Source extract:
========================================================================
#ubuntu-arb 2012-06-11
<dholbach> good morning
<cwayne> hey, does an app usually sit in "Pending Review" for a month?  or was mine forgotten :(
<dpm> cwayne, which app is it?
<cwayne> dpm: unity-lens-vm
<dholbach> dpm, first test-push: http://bazaar.launchpad.net/~dholbach/ubuntu-app-reviews/tahrir/changes/2?start_revid=2 :-)
<dpm> dholbach, nice.
<dholbach> I'll experiment a bit before turning it on
<dpm> cwayne, if no one from the ARB is around to do the review, you might want to send a reminder to the ubuntu-app-devel(AT)lists(DOT)ubuntu(DOT)com list
<dpm> or actually,
<dpm> I think if you add the reminder as feedback on https://myapps.developer.ubuntu.com/dev/apps/807/feedback/ it should land on the arb list
<dholbach> dpm, for now I'm happy with my tests: https://code.launchpad.net/ubuntu-app-reviews
<dholbach> I'll play around with it a bit more tomorrow
<dholbach> also I moved lp:apps-brancher over to ~ubuntu-app-review-contributors
<dholbach> I'll do a full test run tomorrow and then cron it
<dpm> nice
#ubuntu-arb 2012-06-12
<dpm> good morning
<dholbach> good morning
<ajmitch> dholbach: hi, that app brancher looks useful
<dholbach> nice :)
 * ajmitch had mostly just done manual imports into branches
<dholbach> bug 1011532 is something I need to deal with somehow
<dholbach> 1010830 might be good to get sorted out too, before putting the importer into cron
<ajmitch> in a few cases the submitter has a branch already
<ajmitch> it'd be cool to parse the initial comment & look for a lp: ;)
<dholbach> ajmitch, can you file a bug about that?
<ajmitch> ok
<dholbach> thanks
<PaoloRotolo> Hi all!
<dholbach> can somebody help me make a decision on bug https://bugs.launchpad.net/apps-brancher/+bug/1012098?
<dpm> cielak, did you resubmit harmonyseq to myapps
<dpm> ?
<cielak> dpm: I have never thought I need to, developers who wanted to have their app copied from oneiric to precise were asked just to drop an e-mail
<dpm> cielak, yeah, I'd recommend to resubmit, the apps are not copied automatically
<cielak> dpm: I have asked ajmitch recently about the status of harmonyseq, and I had an impression that there is a really good progress - do I need to resubmit it even though?
<dpm> cielak, afaik, it's up to the app developers to resubmit their apps for a new distro series. I'm mentioning it because I had a look through the queue and say yours as 'Published' on https://myapps.developer.ubuntu.com/dev/arb/?state=Published rather than on 'Pending Review' (https://myapps.developer.ubuntu.com/dev/arb/) - of course, I'm just an outside observer, so if ajmitch is doing the review, he's got the final say and knows what he's talking about :)
<dpm> so you might want to double check with him
<cielak> dpm: right, it seems it will indeed be the best to get in touch with him - yet thanks for making me aware of this potential issue :)
========================================================================
Information supplied:

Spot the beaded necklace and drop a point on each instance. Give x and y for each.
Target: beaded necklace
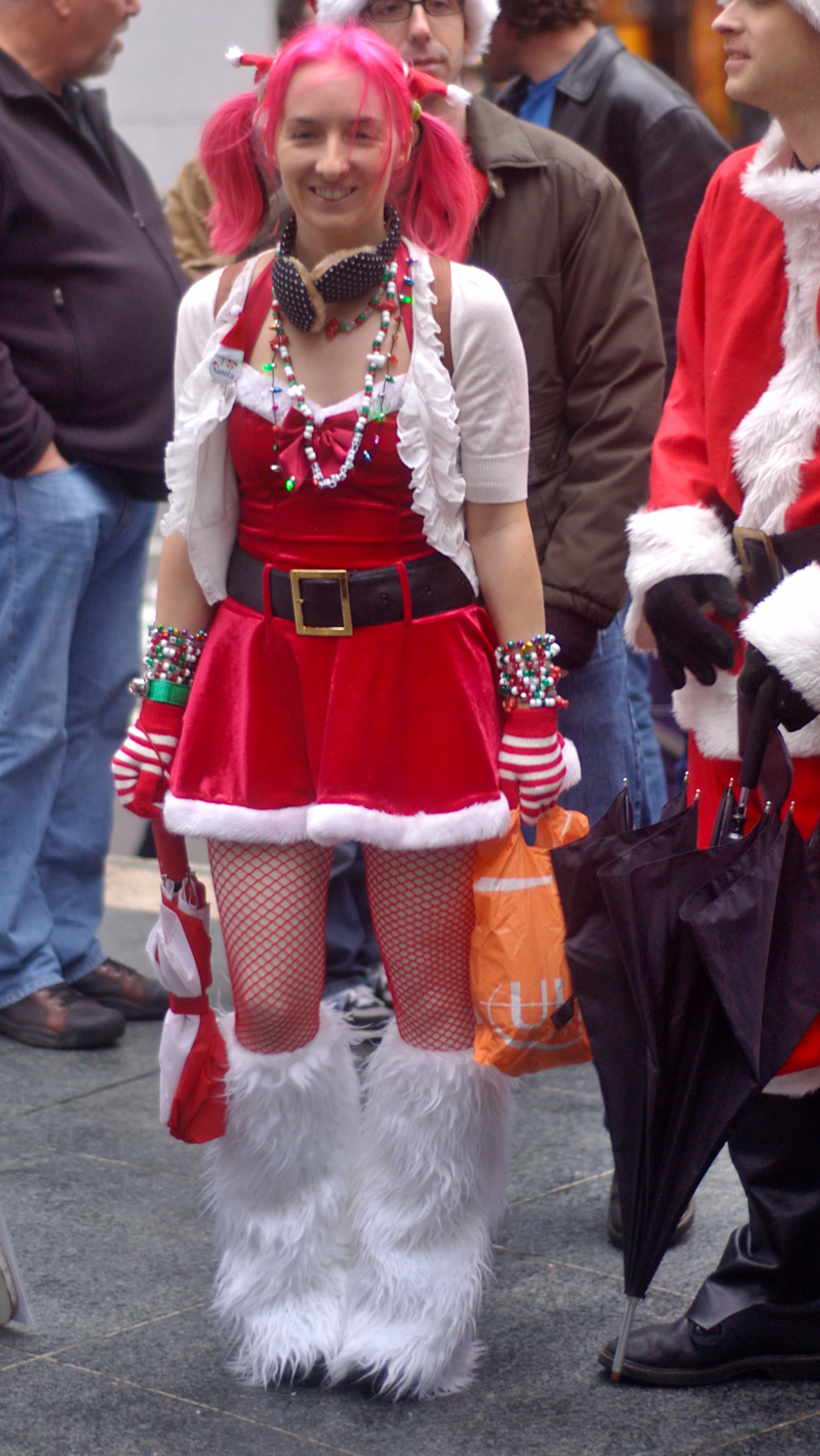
(376, 360)
(343, 326)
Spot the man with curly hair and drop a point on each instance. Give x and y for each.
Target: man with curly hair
(580, 81)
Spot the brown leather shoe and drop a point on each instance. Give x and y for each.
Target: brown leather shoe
(117, 986)
(58, 1017)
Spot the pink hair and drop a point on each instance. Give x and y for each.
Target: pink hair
(433, 193)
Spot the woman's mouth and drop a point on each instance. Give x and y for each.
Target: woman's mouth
(332, 194)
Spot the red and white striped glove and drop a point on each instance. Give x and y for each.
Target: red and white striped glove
(531, 762)
(143, 763)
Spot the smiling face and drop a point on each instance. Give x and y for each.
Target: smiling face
(336, 153)
(92, 33)
(773, 56)
(432, 42)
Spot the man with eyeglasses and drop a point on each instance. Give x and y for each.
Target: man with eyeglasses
(555, 227)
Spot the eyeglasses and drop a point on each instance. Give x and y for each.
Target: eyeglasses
(393, 12)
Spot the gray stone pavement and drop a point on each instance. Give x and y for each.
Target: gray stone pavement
(105, 1213)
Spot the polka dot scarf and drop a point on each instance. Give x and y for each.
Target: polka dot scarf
(336, 280)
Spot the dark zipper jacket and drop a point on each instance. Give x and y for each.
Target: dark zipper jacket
(561, 238)
(647, 130)
(89, 289)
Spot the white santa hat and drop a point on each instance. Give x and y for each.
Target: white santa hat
(809, 9)
(478, 19)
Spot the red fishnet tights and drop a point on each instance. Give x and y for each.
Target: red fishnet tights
(273, 905)
(424, 915)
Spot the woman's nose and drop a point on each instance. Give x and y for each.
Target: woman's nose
(336, 159)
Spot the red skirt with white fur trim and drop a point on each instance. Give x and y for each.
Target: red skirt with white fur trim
(389, 736)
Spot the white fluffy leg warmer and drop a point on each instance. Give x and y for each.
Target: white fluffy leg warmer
(430, 1190)
(280, 1190)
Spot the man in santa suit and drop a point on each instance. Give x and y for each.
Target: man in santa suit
(739, 446)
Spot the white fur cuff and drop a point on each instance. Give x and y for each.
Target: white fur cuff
(679, 541)
(786, 626)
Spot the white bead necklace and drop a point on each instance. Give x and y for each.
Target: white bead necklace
(376, 360)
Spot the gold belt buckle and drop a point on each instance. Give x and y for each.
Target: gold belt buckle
(328, 574)
(746, 533)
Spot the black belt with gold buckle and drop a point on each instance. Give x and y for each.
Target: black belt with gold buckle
(765, 558)
(331, 602)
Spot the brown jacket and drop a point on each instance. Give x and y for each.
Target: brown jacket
(561, 238)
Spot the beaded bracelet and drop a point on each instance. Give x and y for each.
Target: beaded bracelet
(169, 663)
(526, 673)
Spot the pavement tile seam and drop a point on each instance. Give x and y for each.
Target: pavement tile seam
(201, 1405)
(580, 1097)
(78, 1097)
(97, 1158)
(110, 1334)
(582, 1269)
(534, 1197)
(757, 1434)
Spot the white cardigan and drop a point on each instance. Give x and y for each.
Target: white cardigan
(462, 439)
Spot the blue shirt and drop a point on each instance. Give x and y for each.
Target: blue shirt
(541, 98)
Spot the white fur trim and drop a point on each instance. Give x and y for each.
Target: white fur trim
(480, 17)
(711, 715)
(279, 1184)
(678, 541)
(235, 823)
(428, 1193)
(786, 626)
(573, 766)
(794, 1083)
(334, 823)
(778, 434)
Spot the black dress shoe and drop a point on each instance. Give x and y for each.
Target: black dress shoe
(121, 989)
(58, 1017)
(615, 1226)
(763, 1340)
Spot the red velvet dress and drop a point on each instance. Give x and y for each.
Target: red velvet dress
(393, 731)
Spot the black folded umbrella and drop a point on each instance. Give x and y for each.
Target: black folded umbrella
(670, 1070)
(697, 977)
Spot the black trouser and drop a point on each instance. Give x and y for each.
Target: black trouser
(774, 1258)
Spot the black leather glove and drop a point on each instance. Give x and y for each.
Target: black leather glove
(791, 708)
(683, 635)
(574, 635)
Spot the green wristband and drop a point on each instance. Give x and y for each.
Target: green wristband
(159, 690)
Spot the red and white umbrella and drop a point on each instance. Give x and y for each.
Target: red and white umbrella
(193, 1059)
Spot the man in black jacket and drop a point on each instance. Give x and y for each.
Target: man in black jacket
(582, 82)
(89, 287)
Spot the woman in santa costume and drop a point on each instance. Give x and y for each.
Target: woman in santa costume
(736, 477)
(339, 500)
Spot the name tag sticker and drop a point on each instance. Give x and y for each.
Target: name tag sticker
(226, 365)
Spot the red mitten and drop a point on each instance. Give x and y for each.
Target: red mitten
(143, 763)
(531, 762)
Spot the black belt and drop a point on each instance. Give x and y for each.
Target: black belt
(332, 603)
(765, 558)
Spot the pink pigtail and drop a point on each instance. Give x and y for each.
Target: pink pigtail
(232, 162)
(436, 195)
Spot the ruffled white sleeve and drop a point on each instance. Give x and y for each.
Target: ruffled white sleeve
(490, 378)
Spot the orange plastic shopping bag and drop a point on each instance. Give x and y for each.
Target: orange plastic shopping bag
(519, 973)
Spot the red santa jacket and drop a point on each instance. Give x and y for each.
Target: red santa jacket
(739, 439)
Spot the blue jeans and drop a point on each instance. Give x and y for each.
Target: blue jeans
(350, 944)
(640, 690)
(602, 726)
(72, 567)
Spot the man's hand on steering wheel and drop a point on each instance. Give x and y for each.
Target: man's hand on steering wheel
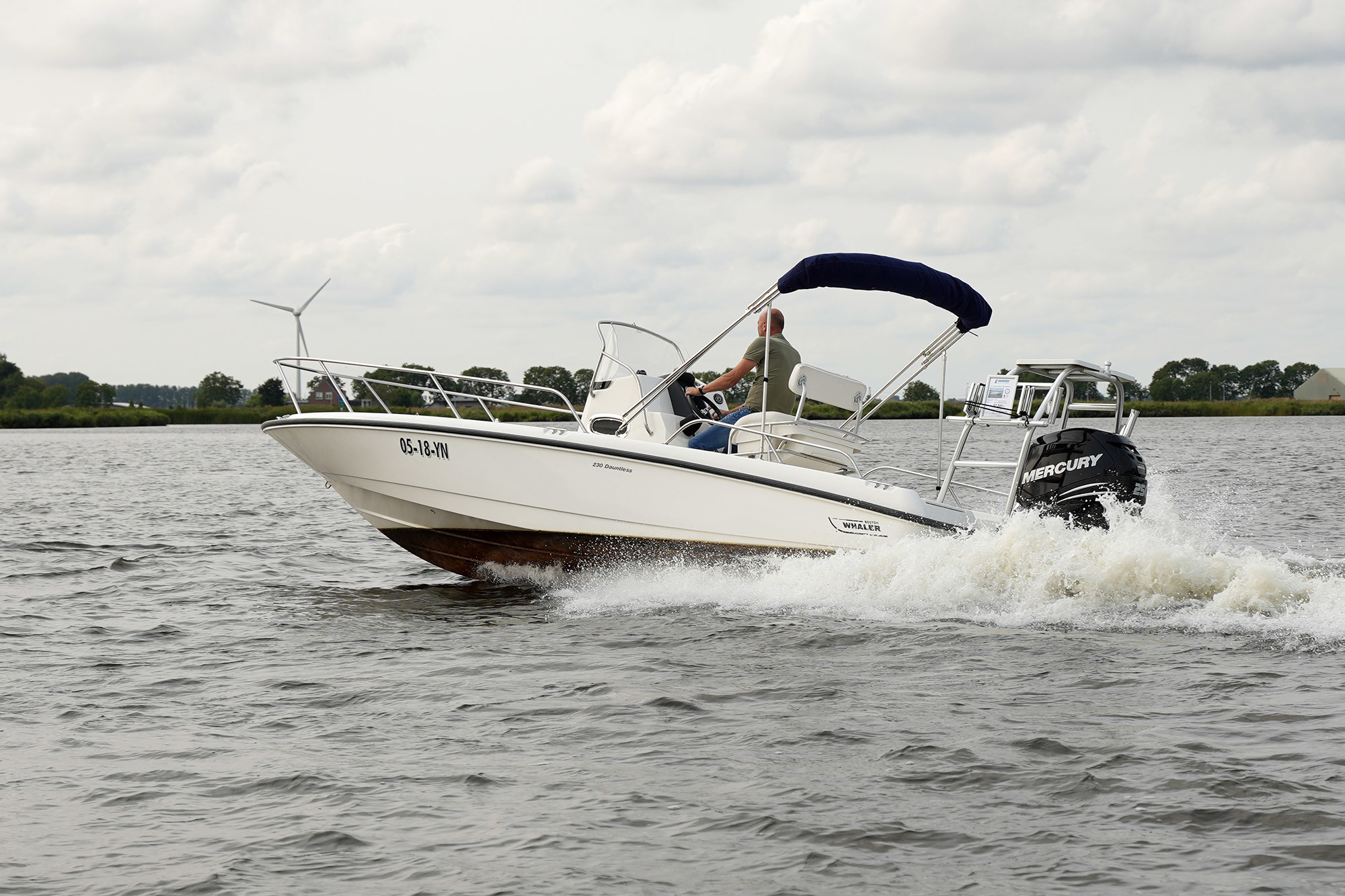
(703, 405)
========================================================================
Aim: Please continue the #ubuntu-arb chat log past its final line.

The answer:
<dpm> np ;-)
<dholbach> can somebody please have a look at lp:~dholbach/ubuntu-app-reviews/vm-lens and see if I made the changes correctly?
<dholbach> (r2-5)
<dholbach> ajmitch, wendar, highvoltage: ^
 * highvoltage is checking it out now..
<highvoltage> dholbach: I'm a bit foggy on this, are unity lenses supposed to be in usr/bin/? (there's a usr/bin/unity-lens-vm in there)
<highvoltage> (well, in the resulting binary package, at least)
<dholbach> I compared it with the askubuntu package and that's how I came up with it
<highvoltage> ok
<highvoltage> the copyright file (and other related files) are now allowed to go into the /usr/share/doc/$packagename/ directory, which we encourage now, but it's probably not strictly necessary
<dholbach> that'll make the package easier to review :)
<highvoltage> dholbach: looks good to me
<dholbach> highvoltage, also the usr/bin/ thing?
<highvoltage> dholbach: well, I'm a bit fuzzy on that, I know there's *an* exception for unity lenses, just not sure which it is, but I guess that's it. but if ajmitch/wendar/stgraber can confirm then it will get a +1 from me
<highvoltage> http://www.quickmeme.com/meme/3pnn9e/
<highvoltage> I hate it when people do that
<stgraber> highvoltage, dholbach: everything that can should go in /opt, exceptions are the dbus service file, the lens/scopes files and the usual /usr/share/doc/<package name>/ stuff
<stgraber> anything outside of /opt needs to be properly namespaced using the package name to avoid any potential conflict
<dholbach> stgraber, highvoltage: I just updated the branch - is it better now?
<stgraber> (/usr/share/doc/<package name>/ does it by design, the others should use <package name>_ as filenames, or similar)
<stgraber> dholbach: I'll let highvoltage look at it, I'm quite busy this week and need to get some lunch if I want to still be somewhat productive this afternoon
<dholbach> stgraber, bon appetit
<highvoltage> dholbach: that looks perfect
<highvoltage> dholbach: (although I haven't tested the actual lens)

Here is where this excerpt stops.